Then why have I stayed? It’s actually a good deal like family–you don’t get to choose. To be baptized into Christ is to be a part of his people. Dietrich Bonhoeffer’s Life Together helped me in this regard. He talks about how we meet each other “in Christ”, never directly. He observes that the problem comes when we don’t accept that we are already one with those we might feel tension with but try to resolve that by trying to make them into our ideal of the Christian, or Christian community. Truth is, what I would make the church into if I could would be equally disastrous. And so the tension of living in exile seems to me, as it was for some of those Kinnaman wrote about, a space that can become creative. In this season, I find myself living toward a vision that seeks to bring the love of goodness, truth, and beauty together in both my work in collegiate ministry and in my personal life. At the same time, my community reminds me of the things I miss, the people I might overlook, and the truths I might forget. (And I must say how grateful I am for a pastor who seeks to be both faithful to scripture and to help us hear it in fresh ways.)

Most of those I work with also feel themselves exiles within the church but also with the surrounding culture of the university. They cannot accept either the pervasive naturalism and materialism of the academy nor the simplistic apologetics, or even a lack of a reasoned response they often encounter in the church. They long to bring love of God and learning together rather than make them enemies and find opposition to this project from both academy and the church. Once again, for some of these friends at least, this has become a place of creative tension, though not without pain as they draw deep connections between their faith and their intellectual work that may only be understood by fellow exiles.

☆ ☆ ☆ ☆

## TASK LIST
1 > In the essay on staying in the church, which book by Dietrich Bonhoeffer does the writer say helped?
2 > Copy out every one of the data entries below, line by line and without any changes.

Data records:

☆ ☆ ☆ ☆

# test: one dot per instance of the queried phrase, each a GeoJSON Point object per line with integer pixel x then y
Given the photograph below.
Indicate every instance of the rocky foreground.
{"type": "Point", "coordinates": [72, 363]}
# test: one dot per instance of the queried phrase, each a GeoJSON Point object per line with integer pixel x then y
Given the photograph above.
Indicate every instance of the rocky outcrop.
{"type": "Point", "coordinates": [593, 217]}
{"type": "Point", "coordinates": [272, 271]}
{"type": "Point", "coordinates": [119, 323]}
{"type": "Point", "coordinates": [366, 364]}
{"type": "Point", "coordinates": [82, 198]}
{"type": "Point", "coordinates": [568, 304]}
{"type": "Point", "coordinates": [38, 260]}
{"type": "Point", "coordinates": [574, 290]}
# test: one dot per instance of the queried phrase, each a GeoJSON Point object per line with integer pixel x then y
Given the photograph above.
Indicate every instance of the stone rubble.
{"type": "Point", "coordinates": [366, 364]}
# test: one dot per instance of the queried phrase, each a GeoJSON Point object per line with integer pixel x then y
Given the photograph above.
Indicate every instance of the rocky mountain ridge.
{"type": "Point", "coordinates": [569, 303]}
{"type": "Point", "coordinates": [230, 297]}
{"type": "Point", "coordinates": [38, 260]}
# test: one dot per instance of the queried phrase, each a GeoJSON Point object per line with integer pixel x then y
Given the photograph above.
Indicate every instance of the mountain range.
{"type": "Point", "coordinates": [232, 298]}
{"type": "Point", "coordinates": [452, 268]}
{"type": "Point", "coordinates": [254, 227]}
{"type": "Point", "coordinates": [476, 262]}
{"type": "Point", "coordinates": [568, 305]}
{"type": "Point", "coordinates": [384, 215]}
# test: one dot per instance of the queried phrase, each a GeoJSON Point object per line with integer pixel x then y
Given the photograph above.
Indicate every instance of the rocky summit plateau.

☆ ☆ ☆ ☆

## FINAL RESULTS
1 > Life Together

2 >
# test: one dot per instance of the queried phrase, each a GeoJSON Point object per line with integer pixel x then y
Given the photograph below.
Indicate every instance of the rocky foreground.
{"type": "Point", "coordinates": [72, 363]}
# test: one dot per instance of the queried phrase, each a GeoJSON Point object per line with integer pixel x then y
Given the photograph above.
Indicate every instance of the rocky outcrop.
{"type": "Point", "coordinates": [593, 217]}
{"type": "Point", "coordinates": [272, 271]}
{"type": "Point", "coordinates": [119, 323]}
{"type": "Point", "coordinates": [366, 364]}
{"type": "Point", "coordinates": [82, 198]}
{"type": "Point", "coordinates": [568, 304]}
{"type": "Point", "coordinates": [38, 260]}
{"type": "Point", "coordinates": [574, 290]}
# test: one dot per instance of the queried phrase, each a GeoJSON Point object per line with integer pixel x then y
Given the photograph above.
Indicate every instance of the stone rubble.
{"type": "Point", "coordinates": [366, 364]}
# test: one dot per instance of the queried phrase, each a GeoJSON Point object per line with integer pixel x then y
Given the photograph above.
Indicate every instance of the rocky mountain ridge.
{"type": "Point", "coordinates": [569, 303]}
{"type": "Point", "coordinates": [230, 297]}
{"type": "Point", "coordinates": [38, 260]}
# test: one dot per instance of the queried phrase, each a GeoJSON Point object per line with integer pixel x then y
Given the photograph above.
Indicate every instance of the mountain range.
{"type": "Point", "coordinates": [232, 298]}
{"type": "Point", "coordinates": [452, 268]}
{"type": "Point", "coordinates": [254, 227]}
{"type": "Point", "coordinates": [476, 262]}
{"type": "Point", "coordinates": [568, 305]}
{"type": "Point", "coordinates": [384, 215]}
# test: one dot per instance of the queried phrase, each a GeoJSON Point object per line with integer pixel x then y
Given the photograph above.
Indicate every instance of the rocky summit plateau.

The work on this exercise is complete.